_Problem to solve_. The required output is the line that contains "Task: set a point on the small" plus every line after it in the listing below, copied exactly as it appears.

_Data section_.
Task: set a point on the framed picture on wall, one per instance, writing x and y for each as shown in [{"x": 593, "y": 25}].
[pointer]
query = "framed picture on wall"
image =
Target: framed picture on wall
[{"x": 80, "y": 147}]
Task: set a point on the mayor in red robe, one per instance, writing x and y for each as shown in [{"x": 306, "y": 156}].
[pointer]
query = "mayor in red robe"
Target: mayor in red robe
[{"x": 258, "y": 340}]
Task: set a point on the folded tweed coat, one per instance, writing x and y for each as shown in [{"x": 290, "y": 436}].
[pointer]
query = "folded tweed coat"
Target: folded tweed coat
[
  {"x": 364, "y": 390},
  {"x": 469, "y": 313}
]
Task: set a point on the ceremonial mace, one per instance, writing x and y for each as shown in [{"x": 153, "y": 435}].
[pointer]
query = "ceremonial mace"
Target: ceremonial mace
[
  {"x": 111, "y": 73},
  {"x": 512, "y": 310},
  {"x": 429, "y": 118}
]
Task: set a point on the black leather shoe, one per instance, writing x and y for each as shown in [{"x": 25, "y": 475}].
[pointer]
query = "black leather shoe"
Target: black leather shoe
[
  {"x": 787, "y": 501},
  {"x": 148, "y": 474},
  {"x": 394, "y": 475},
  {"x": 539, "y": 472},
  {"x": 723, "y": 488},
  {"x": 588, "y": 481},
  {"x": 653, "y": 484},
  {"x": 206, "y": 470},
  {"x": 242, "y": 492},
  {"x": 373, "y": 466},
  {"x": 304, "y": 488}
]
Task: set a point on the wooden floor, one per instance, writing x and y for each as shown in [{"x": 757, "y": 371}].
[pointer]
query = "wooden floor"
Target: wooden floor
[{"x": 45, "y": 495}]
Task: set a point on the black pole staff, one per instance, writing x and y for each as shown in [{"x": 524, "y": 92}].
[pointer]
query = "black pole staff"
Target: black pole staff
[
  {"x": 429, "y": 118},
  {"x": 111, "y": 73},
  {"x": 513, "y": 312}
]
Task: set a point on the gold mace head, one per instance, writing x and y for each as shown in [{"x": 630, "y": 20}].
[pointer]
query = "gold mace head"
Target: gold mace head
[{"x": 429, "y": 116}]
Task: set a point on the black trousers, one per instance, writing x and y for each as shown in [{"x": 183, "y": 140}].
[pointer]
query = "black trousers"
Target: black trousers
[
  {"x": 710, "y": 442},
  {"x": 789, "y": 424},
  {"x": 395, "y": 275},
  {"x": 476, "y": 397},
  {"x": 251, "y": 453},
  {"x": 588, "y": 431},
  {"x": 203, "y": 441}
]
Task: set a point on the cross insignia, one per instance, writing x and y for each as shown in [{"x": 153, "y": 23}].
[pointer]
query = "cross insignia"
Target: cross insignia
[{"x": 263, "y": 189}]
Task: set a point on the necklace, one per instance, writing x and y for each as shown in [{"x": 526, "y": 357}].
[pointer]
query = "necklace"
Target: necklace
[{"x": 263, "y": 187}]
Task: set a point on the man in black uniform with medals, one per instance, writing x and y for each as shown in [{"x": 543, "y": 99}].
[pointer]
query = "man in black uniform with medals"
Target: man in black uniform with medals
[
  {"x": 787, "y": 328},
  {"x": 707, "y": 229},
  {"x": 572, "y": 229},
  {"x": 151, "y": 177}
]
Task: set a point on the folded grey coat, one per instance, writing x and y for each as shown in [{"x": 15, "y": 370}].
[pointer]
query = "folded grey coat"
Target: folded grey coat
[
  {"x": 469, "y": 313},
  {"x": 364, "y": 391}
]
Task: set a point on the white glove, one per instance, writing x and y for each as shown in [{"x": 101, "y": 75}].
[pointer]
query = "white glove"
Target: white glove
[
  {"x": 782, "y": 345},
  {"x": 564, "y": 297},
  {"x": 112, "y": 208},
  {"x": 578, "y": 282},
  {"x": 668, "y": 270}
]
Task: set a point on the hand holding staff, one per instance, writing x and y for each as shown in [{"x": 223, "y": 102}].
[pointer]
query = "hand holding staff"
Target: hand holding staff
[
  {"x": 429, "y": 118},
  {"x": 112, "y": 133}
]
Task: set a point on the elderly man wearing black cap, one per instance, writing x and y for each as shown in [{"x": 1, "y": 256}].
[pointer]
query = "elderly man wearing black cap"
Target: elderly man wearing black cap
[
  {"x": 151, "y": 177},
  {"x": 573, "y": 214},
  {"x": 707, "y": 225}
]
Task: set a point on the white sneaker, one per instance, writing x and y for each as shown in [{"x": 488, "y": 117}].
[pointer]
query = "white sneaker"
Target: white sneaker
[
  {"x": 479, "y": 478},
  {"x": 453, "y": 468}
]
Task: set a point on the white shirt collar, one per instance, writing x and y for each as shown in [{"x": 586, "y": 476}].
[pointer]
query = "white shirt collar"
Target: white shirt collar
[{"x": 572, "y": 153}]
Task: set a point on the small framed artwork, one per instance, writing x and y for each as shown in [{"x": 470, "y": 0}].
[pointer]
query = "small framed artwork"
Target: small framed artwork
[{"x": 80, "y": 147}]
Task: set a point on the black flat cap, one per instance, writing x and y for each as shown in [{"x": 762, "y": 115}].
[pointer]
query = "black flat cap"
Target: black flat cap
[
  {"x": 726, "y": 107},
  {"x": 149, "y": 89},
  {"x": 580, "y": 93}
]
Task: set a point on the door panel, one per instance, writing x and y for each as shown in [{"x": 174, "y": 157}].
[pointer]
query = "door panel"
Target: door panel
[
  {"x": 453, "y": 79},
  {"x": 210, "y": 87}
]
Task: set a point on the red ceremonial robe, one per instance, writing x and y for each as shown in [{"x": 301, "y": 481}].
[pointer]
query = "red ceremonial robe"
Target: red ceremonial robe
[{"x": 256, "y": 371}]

_Final result_.
Task: set a point on the small framed artwork, one per instance, writing x and y for each as shown in [{"x": 470, "y": 0}].
[pointer]
query = "small framed artwork"
Target: small framed artwork
[{"x": 80, "y": 147}]
Task: set a point on the black flat cap, one per instance, writing x and y for each as shown in [{"x": 762, "y": 115}].
[pointer]
query = "black flat cap"
Target: black flat cap
[
  {"x": 726, "y": 107},
  {"x": 149, "y": 89},
  {"x": 580, "y": 93}
]
Task: set a point on the door panel, one per instance, writing x and y for each as shown in [{"x": 174, "y": 157}].
[pointer]
query = "door panel"
Target: door panel
[
  {"x": 453, "y": 79},
  {"x": 210, "y": 87}
]
Task: set a point on the red ceremonial robe, one per instance, writing x and y for each as shown in [{"x": 301, "y": 481}].
[pointer]
query = "red ceremonial robe"
Target: red ceremonial robe
[{"x": 256, "y": 371}]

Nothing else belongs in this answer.